(Beginning of Data supplied)

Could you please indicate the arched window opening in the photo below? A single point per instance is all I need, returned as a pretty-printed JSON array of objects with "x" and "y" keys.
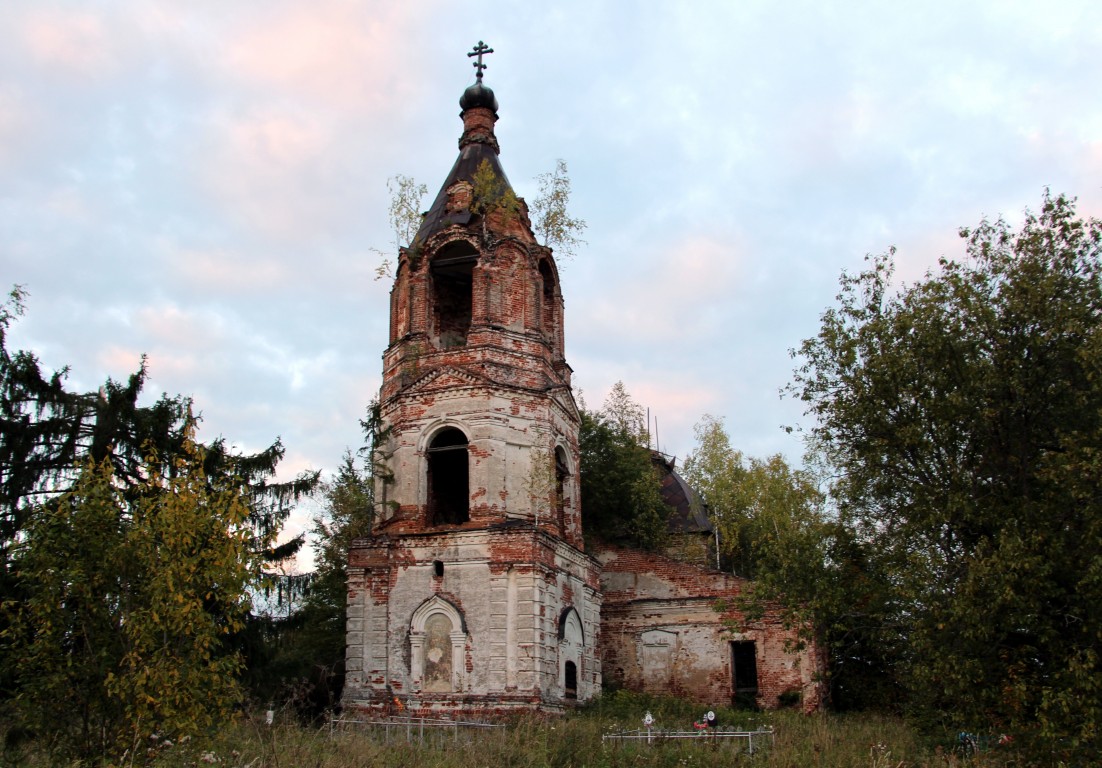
[
  {"x": 561, "y": 473},
  {"x": 571, "y": 680},
  {"x": 449, "y": 493},
  {"x": 452, "y": 289}
]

(End of Data supplied)

→ **Your task**: Word for word, set down every line of the records above, and leave the pictures out.

→ **Response to this exercise**:
Could you please indicate the arched window opening in the photo below? A single point per instance is all I need, returned as a pretty-printed JSON array of objects with "x" and "y" keys.
[
  {"x": 561, "y": 473},
  {"x": 571, "y": 680},
  {"x": 449, "y": 493},
  {"x": 452, "y": 289}
]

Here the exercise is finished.